Phase noise performance degradation during 7.6 g RV test at multiple frequency offsets of 100 Hz, 1 kHz, 10 kHz, and 1 MHz in the PLL generated signal has been captured and shown in Fig. 8. Trace 1 is measured phase noise of basic reference signal under ambient condition. Trace 2 is measured phase noise during RV test for basic reference 100 MHz signal. Trace 3 is measured phase noise of Intermediate Frequency (IF)signal during RV test to confirm nature of degradation. Trace 4 is the measured phase noise of final derived X-band signal under ambient condition. Trace 5 is measured phase noise during RV test for final derived X-band signal. At last measurement results are summarized in Table 1 for low phase noise frequency source with stabilization techniques for airborne platforms.

Figure 8. During RV test phase noise of low phase noise X-band PLL source.

• **RECORDED DATA**

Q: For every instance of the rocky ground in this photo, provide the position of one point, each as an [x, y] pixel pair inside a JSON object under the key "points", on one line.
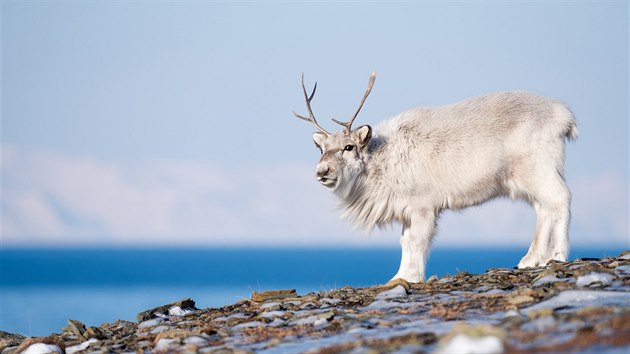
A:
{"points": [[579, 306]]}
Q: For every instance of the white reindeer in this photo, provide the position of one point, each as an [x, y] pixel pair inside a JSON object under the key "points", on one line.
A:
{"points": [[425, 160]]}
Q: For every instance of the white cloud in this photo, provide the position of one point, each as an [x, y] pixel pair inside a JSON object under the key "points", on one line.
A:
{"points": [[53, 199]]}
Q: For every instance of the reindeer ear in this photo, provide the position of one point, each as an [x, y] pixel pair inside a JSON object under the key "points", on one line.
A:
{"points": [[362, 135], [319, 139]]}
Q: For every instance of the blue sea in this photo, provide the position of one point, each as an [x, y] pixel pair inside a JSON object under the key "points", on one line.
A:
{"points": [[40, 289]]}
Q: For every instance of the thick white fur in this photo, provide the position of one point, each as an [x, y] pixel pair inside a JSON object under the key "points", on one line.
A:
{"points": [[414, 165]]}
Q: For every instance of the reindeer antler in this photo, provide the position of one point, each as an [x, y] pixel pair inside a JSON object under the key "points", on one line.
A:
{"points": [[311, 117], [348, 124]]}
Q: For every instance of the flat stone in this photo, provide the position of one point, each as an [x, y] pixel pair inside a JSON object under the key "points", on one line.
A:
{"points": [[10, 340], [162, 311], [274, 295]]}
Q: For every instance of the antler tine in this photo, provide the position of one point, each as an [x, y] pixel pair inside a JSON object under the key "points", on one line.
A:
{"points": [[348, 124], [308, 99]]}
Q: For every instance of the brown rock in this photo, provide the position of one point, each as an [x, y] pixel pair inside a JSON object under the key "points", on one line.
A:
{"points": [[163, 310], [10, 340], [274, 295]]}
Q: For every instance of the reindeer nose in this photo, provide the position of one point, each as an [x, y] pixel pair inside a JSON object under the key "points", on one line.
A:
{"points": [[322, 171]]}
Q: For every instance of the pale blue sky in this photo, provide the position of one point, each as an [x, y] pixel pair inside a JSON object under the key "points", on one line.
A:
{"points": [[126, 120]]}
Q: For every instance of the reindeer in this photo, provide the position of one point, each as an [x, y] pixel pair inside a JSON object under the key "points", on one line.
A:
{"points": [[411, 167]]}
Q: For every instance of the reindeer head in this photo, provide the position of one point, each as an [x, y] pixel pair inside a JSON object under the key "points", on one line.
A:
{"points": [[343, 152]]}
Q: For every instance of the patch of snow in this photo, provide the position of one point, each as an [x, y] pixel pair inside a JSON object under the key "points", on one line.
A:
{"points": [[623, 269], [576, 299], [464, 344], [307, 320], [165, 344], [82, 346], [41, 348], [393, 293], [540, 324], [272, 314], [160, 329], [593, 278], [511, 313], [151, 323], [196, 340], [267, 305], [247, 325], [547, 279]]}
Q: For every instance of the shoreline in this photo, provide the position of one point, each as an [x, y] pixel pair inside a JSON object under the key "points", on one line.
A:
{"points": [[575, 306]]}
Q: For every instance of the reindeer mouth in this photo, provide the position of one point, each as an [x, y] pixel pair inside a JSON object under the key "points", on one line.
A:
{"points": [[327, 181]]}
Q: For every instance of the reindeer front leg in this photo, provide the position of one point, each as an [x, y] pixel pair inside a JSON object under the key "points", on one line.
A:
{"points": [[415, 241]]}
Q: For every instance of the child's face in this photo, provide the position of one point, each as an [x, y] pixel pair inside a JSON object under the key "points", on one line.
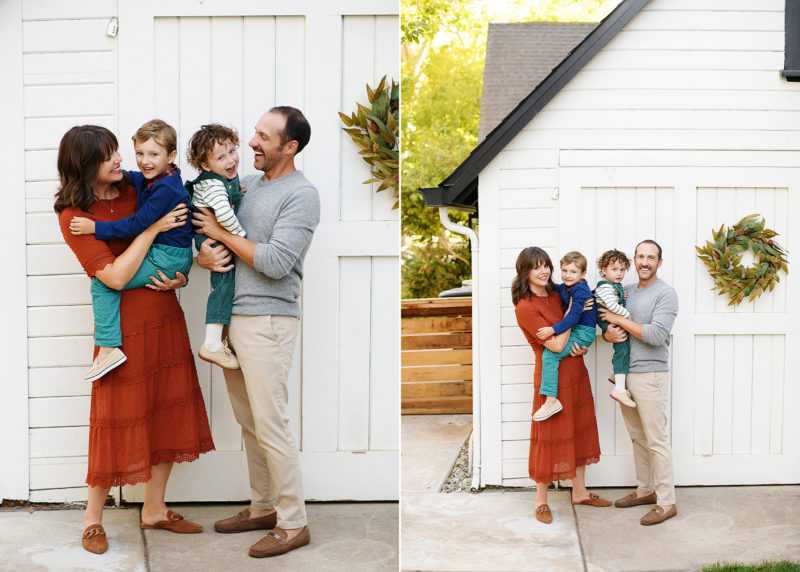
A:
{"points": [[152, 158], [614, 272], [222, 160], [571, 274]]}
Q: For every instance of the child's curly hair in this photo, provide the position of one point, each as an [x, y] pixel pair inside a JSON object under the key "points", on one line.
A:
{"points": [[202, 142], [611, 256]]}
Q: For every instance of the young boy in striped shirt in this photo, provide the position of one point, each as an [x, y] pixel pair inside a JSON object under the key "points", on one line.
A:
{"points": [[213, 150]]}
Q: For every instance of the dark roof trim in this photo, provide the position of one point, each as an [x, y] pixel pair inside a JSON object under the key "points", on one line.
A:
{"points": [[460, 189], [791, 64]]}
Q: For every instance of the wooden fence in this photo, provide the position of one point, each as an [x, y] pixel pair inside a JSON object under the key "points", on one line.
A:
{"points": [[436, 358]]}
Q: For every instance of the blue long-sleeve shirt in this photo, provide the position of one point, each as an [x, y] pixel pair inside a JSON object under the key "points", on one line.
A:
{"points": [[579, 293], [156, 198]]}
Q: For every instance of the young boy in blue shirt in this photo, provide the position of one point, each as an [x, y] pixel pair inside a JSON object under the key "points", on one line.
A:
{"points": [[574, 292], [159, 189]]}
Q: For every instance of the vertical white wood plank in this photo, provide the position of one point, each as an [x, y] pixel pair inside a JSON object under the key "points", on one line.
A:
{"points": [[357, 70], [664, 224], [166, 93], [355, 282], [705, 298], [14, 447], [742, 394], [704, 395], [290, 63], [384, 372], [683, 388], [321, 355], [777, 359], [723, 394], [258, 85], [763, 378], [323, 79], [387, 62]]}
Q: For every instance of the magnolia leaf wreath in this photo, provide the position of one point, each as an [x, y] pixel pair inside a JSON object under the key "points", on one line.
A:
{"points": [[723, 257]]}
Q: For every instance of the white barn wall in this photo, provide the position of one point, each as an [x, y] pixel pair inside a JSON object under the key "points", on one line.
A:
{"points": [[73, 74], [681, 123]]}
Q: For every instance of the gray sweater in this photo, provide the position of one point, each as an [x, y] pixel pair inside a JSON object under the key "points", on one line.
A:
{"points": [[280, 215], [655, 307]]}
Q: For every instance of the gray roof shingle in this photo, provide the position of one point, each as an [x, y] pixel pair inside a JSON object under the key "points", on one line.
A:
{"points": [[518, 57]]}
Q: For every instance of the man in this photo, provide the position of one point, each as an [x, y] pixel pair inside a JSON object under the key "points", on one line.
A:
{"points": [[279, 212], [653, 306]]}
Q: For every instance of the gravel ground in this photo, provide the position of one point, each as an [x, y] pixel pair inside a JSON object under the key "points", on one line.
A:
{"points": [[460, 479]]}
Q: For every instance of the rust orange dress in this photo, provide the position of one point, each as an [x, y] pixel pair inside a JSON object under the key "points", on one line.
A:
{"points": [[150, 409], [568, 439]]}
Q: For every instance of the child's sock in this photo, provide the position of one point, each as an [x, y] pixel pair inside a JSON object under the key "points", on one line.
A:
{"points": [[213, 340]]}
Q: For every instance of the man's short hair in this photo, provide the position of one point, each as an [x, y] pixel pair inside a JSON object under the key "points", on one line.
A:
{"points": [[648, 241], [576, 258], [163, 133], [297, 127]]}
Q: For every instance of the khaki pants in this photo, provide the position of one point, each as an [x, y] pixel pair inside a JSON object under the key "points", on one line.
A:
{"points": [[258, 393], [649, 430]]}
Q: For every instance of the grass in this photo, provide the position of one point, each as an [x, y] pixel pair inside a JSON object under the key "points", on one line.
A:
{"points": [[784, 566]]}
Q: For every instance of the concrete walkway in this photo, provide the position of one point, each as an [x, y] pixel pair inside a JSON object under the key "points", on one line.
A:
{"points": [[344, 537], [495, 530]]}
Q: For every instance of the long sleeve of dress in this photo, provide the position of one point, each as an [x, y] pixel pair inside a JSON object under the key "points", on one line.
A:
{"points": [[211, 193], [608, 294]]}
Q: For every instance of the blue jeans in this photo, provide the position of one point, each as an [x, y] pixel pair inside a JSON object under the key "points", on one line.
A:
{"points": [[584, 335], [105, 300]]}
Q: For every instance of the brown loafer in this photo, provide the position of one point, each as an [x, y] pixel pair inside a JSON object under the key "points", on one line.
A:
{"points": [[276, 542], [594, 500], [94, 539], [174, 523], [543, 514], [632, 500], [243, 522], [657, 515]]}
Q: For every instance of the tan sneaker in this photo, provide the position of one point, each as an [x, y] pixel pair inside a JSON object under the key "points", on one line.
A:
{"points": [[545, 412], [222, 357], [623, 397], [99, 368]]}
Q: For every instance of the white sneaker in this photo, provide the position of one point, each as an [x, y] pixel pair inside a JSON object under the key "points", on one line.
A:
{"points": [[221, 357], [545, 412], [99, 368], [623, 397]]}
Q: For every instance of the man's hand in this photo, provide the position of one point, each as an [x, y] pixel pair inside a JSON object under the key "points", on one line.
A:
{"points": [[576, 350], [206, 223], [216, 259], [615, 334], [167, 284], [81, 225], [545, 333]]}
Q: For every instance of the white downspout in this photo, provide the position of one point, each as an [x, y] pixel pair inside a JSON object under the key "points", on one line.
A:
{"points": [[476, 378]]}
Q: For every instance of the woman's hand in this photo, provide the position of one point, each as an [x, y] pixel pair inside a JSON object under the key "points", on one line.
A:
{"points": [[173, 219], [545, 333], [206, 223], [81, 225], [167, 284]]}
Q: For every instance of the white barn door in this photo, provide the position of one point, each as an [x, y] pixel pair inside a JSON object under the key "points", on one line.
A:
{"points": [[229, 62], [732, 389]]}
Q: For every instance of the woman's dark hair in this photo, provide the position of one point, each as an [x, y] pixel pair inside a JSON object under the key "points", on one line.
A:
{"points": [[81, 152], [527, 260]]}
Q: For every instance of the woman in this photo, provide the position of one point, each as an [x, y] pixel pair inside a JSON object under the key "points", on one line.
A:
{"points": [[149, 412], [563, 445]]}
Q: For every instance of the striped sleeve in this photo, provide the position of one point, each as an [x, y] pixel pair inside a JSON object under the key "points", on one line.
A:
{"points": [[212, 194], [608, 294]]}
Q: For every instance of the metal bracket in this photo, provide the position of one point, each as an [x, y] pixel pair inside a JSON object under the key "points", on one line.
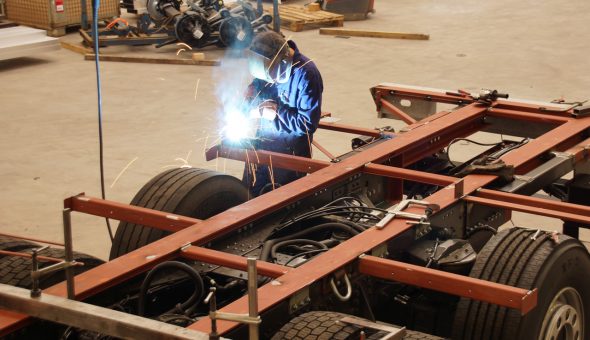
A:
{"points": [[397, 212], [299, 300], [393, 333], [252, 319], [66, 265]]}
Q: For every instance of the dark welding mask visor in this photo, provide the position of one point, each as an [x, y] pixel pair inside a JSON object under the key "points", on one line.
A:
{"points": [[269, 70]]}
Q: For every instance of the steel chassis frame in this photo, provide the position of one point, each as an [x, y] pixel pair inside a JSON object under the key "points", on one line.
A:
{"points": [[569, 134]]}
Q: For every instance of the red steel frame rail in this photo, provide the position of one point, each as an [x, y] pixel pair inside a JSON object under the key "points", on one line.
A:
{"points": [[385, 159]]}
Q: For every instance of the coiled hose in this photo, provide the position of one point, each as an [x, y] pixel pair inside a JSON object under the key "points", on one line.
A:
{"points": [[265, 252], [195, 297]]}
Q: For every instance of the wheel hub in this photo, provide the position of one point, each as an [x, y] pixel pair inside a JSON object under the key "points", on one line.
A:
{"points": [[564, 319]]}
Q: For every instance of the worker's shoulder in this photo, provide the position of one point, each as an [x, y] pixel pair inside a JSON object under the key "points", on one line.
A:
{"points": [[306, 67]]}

• **WORK TO DO**
1. Transcribe, word for word, the part of the phase noise passage above that opens with the words containing "Phase noise performance" and closes with "for airborne platforms.".
2. According to the phase noise passage, what does Trace 4 represent?
3. The phase noise passage says that the phase noise of the Intermediate Frequency (IF) signal was measured during the RV test. Explain why, as the passage states.

• **OUTPUTS IN ORDER**
1.
Phase noise performance degradation during 7.6 g RV test at multiple frequency offsets of 100 Hz, 1 kHz, 10 kHz, and 1 MHz in the PLL generated signal has been captured and shown in Fig. 8. Trace 1 is measured phase noise of basic reference signal under ambient condition. Trace 2 is measured phase noise during RV test for basic reference 100 MHz signal. Trace 3 is measured phase noise of Intermediate Frequency (IF)signal during RV test to confirm nature of degradation. Trace 4 is the measured phase noise of final derived X-band signal under ambient condition. Trace 5 is measured phase noise during RV test for final derived X-band signal. At last measurement results are summarized in Table 1 for low phase noise frequency source with stabilization techniques for airborne platforms.

2. Trace 4 is the measured phase noise of the final derived X-band signal under ambient condition.

3. The phase noise of the IF signal was measured during the RV test to confirm the nature of the degradation.